*Task statement*
The required output is every record, reproduced exactly.

*Raw data*
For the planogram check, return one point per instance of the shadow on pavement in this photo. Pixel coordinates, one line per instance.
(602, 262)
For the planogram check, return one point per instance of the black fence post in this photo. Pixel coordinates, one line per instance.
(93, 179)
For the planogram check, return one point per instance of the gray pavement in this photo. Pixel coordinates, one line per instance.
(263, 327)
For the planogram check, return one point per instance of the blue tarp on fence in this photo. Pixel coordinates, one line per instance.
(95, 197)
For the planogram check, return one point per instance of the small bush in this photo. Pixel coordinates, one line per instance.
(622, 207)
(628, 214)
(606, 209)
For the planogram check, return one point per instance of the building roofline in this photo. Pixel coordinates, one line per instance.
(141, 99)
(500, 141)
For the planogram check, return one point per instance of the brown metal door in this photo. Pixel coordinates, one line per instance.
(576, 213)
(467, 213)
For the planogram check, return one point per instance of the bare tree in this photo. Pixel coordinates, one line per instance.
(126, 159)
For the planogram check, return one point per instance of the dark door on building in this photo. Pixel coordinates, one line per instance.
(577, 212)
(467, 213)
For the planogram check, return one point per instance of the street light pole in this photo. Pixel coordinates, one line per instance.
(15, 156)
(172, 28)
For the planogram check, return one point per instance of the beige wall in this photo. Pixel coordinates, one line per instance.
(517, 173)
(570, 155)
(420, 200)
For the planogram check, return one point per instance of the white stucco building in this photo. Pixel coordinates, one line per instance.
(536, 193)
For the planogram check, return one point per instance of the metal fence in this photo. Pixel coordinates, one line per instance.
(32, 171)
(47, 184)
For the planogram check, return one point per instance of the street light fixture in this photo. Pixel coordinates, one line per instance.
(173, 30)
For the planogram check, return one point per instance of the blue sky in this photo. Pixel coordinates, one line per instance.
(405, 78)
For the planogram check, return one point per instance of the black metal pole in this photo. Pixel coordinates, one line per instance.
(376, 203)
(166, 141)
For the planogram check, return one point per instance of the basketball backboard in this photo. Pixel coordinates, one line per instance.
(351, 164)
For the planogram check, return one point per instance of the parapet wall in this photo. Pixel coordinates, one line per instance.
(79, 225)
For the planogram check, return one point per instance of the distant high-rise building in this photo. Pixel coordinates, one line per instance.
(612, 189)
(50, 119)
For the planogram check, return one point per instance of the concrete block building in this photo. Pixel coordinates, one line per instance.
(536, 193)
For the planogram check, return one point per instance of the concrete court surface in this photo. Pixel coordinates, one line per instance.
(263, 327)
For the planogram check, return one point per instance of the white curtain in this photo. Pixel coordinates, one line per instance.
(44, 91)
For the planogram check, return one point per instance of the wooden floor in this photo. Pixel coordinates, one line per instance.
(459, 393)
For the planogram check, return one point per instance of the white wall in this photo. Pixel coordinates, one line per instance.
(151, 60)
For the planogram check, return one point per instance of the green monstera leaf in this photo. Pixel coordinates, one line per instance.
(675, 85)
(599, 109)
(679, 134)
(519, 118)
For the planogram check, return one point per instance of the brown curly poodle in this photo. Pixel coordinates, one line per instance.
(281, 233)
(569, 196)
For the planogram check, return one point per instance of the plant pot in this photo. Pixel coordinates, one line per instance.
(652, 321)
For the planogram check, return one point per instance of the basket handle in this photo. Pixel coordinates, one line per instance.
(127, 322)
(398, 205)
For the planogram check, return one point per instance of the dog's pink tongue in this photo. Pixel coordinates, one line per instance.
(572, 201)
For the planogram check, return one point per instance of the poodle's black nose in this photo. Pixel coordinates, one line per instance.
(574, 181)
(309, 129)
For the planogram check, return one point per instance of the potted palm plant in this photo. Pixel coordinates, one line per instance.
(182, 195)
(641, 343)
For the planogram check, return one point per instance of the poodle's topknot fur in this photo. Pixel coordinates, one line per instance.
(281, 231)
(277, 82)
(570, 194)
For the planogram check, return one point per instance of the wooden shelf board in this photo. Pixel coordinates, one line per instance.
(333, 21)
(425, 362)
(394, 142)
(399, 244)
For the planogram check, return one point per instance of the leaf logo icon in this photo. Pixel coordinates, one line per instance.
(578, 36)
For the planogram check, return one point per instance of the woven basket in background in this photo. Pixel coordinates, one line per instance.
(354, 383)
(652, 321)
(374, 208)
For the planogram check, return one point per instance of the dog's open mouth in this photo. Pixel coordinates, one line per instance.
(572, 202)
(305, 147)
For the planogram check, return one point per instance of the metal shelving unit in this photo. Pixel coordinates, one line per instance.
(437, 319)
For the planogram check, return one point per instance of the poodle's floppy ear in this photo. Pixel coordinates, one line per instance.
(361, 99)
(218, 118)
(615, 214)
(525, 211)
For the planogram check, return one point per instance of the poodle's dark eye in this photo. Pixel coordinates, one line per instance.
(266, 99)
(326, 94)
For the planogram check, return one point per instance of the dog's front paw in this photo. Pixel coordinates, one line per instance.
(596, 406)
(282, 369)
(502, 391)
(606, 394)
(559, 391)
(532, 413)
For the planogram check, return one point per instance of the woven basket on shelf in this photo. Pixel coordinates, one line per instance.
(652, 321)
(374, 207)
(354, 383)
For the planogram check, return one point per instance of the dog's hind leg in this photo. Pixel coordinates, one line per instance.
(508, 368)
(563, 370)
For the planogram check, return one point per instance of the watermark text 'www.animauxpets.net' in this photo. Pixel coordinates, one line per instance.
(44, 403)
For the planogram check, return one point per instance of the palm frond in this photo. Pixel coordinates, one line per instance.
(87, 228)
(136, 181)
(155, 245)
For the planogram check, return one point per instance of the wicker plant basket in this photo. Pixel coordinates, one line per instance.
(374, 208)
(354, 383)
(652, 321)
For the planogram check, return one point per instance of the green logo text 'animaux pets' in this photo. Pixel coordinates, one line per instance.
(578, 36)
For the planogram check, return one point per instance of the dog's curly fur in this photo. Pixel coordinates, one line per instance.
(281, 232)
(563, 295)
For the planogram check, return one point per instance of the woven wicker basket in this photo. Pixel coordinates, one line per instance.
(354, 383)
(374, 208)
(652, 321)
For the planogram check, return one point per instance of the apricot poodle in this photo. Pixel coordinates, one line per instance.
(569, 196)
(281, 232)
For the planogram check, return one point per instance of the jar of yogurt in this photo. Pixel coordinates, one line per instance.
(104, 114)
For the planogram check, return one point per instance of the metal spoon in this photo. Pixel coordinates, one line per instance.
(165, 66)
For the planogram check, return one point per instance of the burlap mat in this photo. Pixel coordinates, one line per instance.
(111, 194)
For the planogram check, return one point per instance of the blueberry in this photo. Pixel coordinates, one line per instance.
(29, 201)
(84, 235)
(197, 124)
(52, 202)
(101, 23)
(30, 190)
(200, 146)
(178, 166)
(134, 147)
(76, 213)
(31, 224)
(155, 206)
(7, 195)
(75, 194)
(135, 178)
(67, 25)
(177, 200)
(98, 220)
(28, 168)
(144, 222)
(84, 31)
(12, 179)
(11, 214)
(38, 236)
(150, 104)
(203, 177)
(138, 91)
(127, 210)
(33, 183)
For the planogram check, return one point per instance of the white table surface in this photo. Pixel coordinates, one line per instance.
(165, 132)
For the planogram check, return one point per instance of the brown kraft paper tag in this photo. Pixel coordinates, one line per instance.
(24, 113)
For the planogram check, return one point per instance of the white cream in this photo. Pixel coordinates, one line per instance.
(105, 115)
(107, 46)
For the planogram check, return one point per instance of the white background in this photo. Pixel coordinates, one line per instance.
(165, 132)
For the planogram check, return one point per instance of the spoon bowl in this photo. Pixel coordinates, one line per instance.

*Task response*
For the planogram check, return one point per instance of the shadow on pavement in this photo. Pixel coordinates, one line per instance.
(602, 262)
For the planogram check, return one point per instance of the black fence post in this photo. Pixel coordinates, one line per instance.
(93, 179)
For the planogram check, return one point per instance of the gray pavement in this photo. Pixel coordinates, one line per instance.
(263, 327)
For the planogram check, return one point per instance of the blue tarp on fence in this photo. Pixel coordinates, one line per instance.
(95, 197)
For the planogram check, return one point per instance of the small bush in this photo. Pixel coordinates, one line per instance.
(622, 207)
(628, 214)
(606, 209)
For the planogram check, return one point per instance of the building roofline in this photo. Pixel coordinates, one line per instance.
(141, 99)
(500, 141)
For the planogram check, return one point per instance of the brown metal door in this photo. Pixel coordinates, one line per instance.
(576, 213)
(467, 213)
For the planogram check, return one point per instance of the bare tree in this photo. Pixel coordinates, one line per instance.
(126, 159)
For the planogram check, return one point per instance of the dark door on building in this photo. Pixel coordinates, one line per instance.
(577, 212)
(467, 213)
For the planogram check, return one point per instance of the street light pole in this photo. Pixel coordinates, one line per instance.
(15, 156)
(172, 28)
For the planogram check, return one point per instance of the beige wall in this photo. Pixel coordinates, one line per instance.
(517, 173)
(570, 155)
(420, 200)
For the planogram check, return one point per instance of the white stucco building in this photo. Pixel coordinates, one line per instance.
(536, 193)
For the planogram check, return one point per instance of the metal fence in this photo. Pixel coordinates, one line per instance.
(32, 171)
(47, 184)
For the planogram check, return one point per instance of the street light fixture in this photo. Pixel coordinates, one line per instance.
(173, 30)
For the planogram check, return one point per instance of the blue sky in this photo. Pixel coordinates, one line per instance.
(405, 78)
For the planogram check, return one point per instance of the black metal pole in this photo. Pixel coordinates, one line per instance.
(376, 203)
(166, 141)
For the planogram check, return one point per instance of the basketball backboard in this photo. Pixel coordinates, one line per instance.
(351, 164)
For the planogram check, return one point per instance of the parapet wall in this photo. Pixel coordinates, one line per instance.
(79, 225)
For the planogram check, return one point per instance of the distant high-rise building in this photo. Pixel coordinates, one line per instance.
(612, 189)
(50, 119)
For the planogram check, return one point per instance of the concrete block building in this photo. Pixel coordinates, one line per instance.
(536, 193)
For the planogram check, return one point per instance of the concrete court surface in this photo. Pixel coordinates, one line per instance.
(263, 327)
For the planogram check, return one point per instance of the white curtain in this photo. Pixel coordinates, one line per instance.
(44, 91)
For the planogram check, return one point per instance of the wooden floor in this photo. Pixel coordinates, one line per instance.
(459, 393)
For the planogram check, return one point per instance of the white wall in this photo. Pixel coordinates, one line per instance.
(151, 60)
For the planogram check, return one point per instance of the green monstera leaf in this photo. Pixel coordinates, one line per instance.
(675, 85)
(599, 109)
(679, 134)
(519, 118)
For the planogram check, return one point per instance of the brown curly poodle in this photo. Pixel coordinates, one line per instance.
(281, 233)
(569, 196)
For the planogram check, return one point per instance of the plant pot in this photo. Pixel coordinates, one line per instance.
(652, 321)
For the planogram check, return one point per instance of the basket handle in this photo. Pixel coordinates, one line per instance.
(127, 322)
(398, 205)
For the planogram check, return one point per instance of the dog's pink tongue in this photo. Pixel coordinates, one line per instance.
(572, 201)
For the planogram check, return one point per instance of the poodle's black nose in this photo. Pixel coordinates, one line per instance.
(574, 181)
(309, 129)
For the planogram check, return one point per instance of the potted palm plant in this photo. Pixel coordinates, one line per instance.
(182, 195)
(641, 343)
For the planogram check, return one point per instance of the poodle's topknot fur in this photo. Pixel coordinates, one line per instance.
(281, 231)
(277, 82)
(570, 194)
For the planogram check, return one point per instance of the wooden shelf board in this photo. Pixel coordinates, one line per instance.
(333, 21)
(425, 362)
(394, 142)
(399, 244)
For the planogram check, return one point per instance of the leaf logo icon in this photo. Pixel coordinates, one line per instance.
(578, 36)
For the planogram check, return one point per instance of the woven basket in background in this photo. Pixel coordinates, one line per instance.
(354, 383)
(652, 321)
(374, 208)
For the planogram check, return one point per instance of the dog's open mouth in this photo. Pixel coordinates, one line per instance.
(572, 202)
(305, 147)
For the planogram check, return one point per instance of the metal shelving unit in this photo. Pixel coordinates, one line per instance.
(437, 319)
For the planogram check, return one point per instance of the poodle's floppy ear in this photo. Pixel coordinates, one line per instance.
(361, 99)
(218, 118)
(615, 214)
(525, 211)
For the planogram check, return one point per instance of the poodle's dark eye in this photo. Pixel coordinates, one line per instance.
(266, 99)
(326, 94)
For the planogram check, return one point per instance of the dog's front paw in this photo. Pixel coordinates, one line per instance.
(596, 406)
(282, 369)
(502, 391)
(606, 394)
(559, 391)
(532, 413)
For the planogram check, return one point per instance of the woven basket on shelf in this photo. Pixel coordinates, one line per instance.
(652, 321)
(374, 207)
(354, 383)
For the planogram check, return one point per instance of the dog's hind leg in this photo. Pixel coordinates, one line per instance.
(508, 368)
(563, 370)
For the planogram check, return one point per instance of the watermark text 'www.animauxpets.net' in this photo. Pixel coordinates, one line per instance.
(44, 403)
For the planogram check, return one point per instance of the palm frond in this photo. Pixel coordinates, one line per instance.
(87, 228)
(136, 181)
(155, 245)
For the planogram check, return one point per instance of the wicker plant basket in this photo. Pixel coordinates, one line per instance.
(374, 208)
(354, 383)
(652, 321)
For the planogram check, return one point per instance of the green logo text 'animaux pets' in this photo. Pixel coordinates, one line per instance.
(578, 36)
For the planogram check, return one point per instance of the dog's curly fur in this photo. Pixel coordinates, one line per instance.
(281, 232)
(563, 295)
For the planogram check, return one point per instance of the woven wicker basket in this photo. Pixel coordinates, one line per instance.
(354, 383)
(374, 208)
(652, 321)
For the planogram check, return one point per instance of the apricot poodle in this photo. Pixel coordinates, one line per instance.
(569, 196)
(281, 232)
For the planogram check, return one point per instance of the jar of yogurt in this photo. Pixel coordinates, one line per instance.
(104, 114)
For the planogram check, return one point per instance of the metal spoon in this photo. Pixel coordinates, one line per instance.
(165, 66)
For the planogram check, return one point per instance of the burlap mat in this photo. Pixel coordinates, one line per instance.
(111, 194)
For the planogram check, return one point per instance of the blueberry in this photo. Pixel coordinates, one line per instance.
(29, 201)
(84, 235)
(197, 124)
(52, 202)
(101, 23)
(30, 190)
(200, 146)
(178, 166)
(134, 147)
(76, 213)
(31, 224)
(155, 206)
(7, 195)
(75, 194)
(135, 178)
(67, 25)
(177, 200)
(98, 220)
(28, 168)
(144, 222)
(84, 31)
(12, 179)
(11, 214)
(38, 236)
(150, 104)
(203, 177)
(138, 91)
(127, 210)
(33, 183)
For the planogram check, return one point per instance of the white table surface in this photo. Pixel coordinates, one line per instance.
(165, 132)
For the planogram check, return one point per instance of the brown kraft paper tag in this photo. Pixel coordinates, one line per instance.
(24, 113)
For the planogram check, return one point per instance of the white cream in this photo. Pixel coordinates, one line per instance.
(105, 115)
(107, 46)
For the planogram check, return one point per instance of the white background in this photo. Pixel coordinates, one line per instance.
(165, 132)
For the planogram check, return one point per instance of the spoon bowl in this photo. Pixel coordinates, one line per instance.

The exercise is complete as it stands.